▶ _Task requirements_:
1. Echo this part of the article on BMW's plant shutdowns, starting with "Mini will shut" and going on through "weakest in years.", copying each word and mark as it appears.
2. In the article on BMW's plant shutdowns, turn the paragraph beginning "Mini will shut its three U.K. plants" into a short bulleted list that keeps its main facts.

▶ _Extract_:

——

BMW said it is preparing to suspend production at its plants in Europe and Rosslyn, South Africa, until April 19, responding to lower demand and as a way to help reduce the risk of spreading the novel coronavirus.
Likewise, Toyota will shut all its plants in Europe over the course of this week, the automaker said in a statement.
BMW said the plant shutdowns will start at the end of the week. The automaker is also closing dealerships in Europe as demand for new cars slumps.
Rolls-Royce said it would suspend production at its plant in Goodwood, England, on Monday for two weeks. The suspension will be followed by an already-planned two-week Easter maintenance shutdown.
Mini will shut its three U.K. plants on Monday until April 17, the brand said. Mini builds cars in its Oxford factory, engines in its Hams Hall plant, and body parts in its Swindon facility.
BMW abandoned hopes for another record vehicle sales year due to the coronavirus pandemic, predicting deliveries will be “significantly below” 2019 levels and profitability the weakest in years.

——

▶ _Raw data_:
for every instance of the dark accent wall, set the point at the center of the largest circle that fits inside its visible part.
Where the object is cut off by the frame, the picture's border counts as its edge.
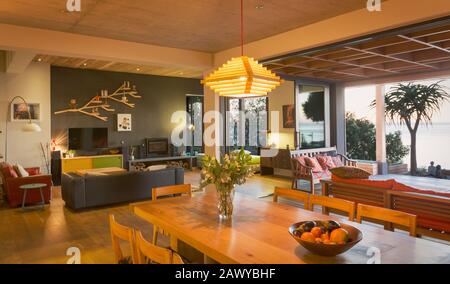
(162, 96)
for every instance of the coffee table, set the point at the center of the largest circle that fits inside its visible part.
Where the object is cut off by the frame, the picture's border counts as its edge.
(101, 172)
(33, 186)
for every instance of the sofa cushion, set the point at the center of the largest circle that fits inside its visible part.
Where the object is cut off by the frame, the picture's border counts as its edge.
(405, 188)
(326, 162)
(383, 184)
(351, 173)
(8, 171)
(21, 171)
(313, 163)
(301, 160)
(337, 162)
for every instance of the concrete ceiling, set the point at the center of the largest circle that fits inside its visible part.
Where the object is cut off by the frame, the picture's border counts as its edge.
(202, 25)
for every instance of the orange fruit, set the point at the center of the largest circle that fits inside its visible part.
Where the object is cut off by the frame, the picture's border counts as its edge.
(317, 232)
(339, 236)
(325, 237)
(308, 237)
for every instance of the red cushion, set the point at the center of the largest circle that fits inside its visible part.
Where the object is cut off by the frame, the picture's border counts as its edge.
(402, 187)
(431, 223)
(9, 172)
(301, 160)
(337, 162)
(313, 163)
(326, 162)
(383, 184)
(33, 171)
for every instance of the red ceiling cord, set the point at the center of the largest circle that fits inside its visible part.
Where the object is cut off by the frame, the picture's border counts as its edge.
(242, 27)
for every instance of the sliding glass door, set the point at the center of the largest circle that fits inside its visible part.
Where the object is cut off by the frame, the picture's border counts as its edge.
(313, 117)
(194, 139)
(246, 124)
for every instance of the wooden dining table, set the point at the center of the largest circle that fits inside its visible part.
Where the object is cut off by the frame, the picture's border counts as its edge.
(258, 233)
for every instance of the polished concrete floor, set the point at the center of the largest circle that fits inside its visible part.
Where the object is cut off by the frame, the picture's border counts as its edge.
(45, 236)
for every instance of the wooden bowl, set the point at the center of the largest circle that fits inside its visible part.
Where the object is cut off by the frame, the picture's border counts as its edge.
(355, 236)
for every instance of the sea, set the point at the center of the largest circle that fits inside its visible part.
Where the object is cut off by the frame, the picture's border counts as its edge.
(433, 143)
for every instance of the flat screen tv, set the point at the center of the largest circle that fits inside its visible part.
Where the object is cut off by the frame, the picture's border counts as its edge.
(158, 147)
(88, 138)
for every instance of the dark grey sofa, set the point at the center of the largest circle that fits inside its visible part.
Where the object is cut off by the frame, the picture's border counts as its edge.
(94, 191)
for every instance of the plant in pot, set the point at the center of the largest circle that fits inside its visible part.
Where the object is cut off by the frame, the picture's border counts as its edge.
(232, 170)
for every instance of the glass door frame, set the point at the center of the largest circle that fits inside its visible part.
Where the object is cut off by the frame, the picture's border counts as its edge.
(327, 114)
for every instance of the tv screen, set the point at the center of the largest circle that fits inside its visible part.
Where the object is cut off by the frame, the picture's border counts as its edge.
(88, 138)
(157, 147)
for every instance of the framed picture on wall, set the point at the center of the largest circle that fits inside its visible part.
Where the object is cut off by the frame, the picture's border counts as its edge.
(19, 112)
(124, 122)
(289, 116)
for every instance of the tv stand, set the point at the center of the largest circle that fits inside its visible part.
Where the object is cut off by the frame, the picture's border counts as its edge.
(161, 160)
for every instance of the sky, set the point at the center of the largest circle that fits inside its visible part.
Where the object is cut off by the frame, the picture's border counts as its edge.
(358, 100)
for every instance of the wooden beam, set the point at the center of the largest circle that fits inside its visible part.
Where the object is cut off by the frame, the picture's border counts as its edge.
(17, 61)
(425, 43)
(55, 43)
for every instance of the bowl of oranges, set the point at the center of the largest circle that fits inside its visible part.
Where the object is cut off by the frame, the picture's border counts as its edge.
(326, 238)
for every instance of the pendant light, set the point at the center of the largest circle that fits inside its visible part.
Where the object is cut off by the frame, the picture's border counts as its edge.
(242, 77)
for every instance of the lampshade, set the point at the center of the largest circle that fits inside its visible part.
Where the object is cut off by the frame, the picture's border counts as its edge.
(242, 77)
(31, 127)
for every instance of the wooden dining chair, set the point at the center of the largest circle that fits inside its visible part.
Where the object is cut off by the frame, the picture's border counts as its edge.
(148, 253)
(183, 189)
(122, 233)
(388, 215)
(327, 203)
(291, 194)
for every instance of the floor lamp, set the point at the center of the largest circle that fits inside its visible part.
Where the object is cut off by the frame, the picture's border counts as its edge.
(28, 127)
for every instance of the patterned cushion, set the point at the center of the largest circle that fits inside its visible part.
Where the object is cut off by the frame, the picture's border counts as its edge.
(8, 171)
(337, 162)
(313, 163)
(351, 173)
(301, 160)
(326, 162)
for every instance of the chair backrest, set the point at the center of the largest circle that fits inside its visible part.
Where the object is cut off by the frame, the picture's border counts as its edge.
(171, 190)
(150, 253)
(388, 215)
(333, 203)
(313, 152)
(291, 194)
(121, 232)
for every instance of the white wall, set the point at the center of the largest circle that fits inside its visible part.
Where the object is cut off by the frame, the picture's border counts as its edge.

——

▶ _Outputs for the tasks_:
1.
Mini will shut its three U.K. plants on Monday until April 17, the brand said. Mini builds cars in its Oxford factory, engines in its Hams Hall plant, and body parts in its Swindon facility.
BMW abandoned hopes for another record vehicle sales year due to the coronavirus pandemic, predicting deliveries will be “significantly below” 2019 levels and profitability the weakest in years.

2.
- Mini will shut its three U.K. plants from Monday until April 17.
- Oxford factory: builds cars.
- Hams Hall plant: builds engines.
- Swindon facility: builds body parts.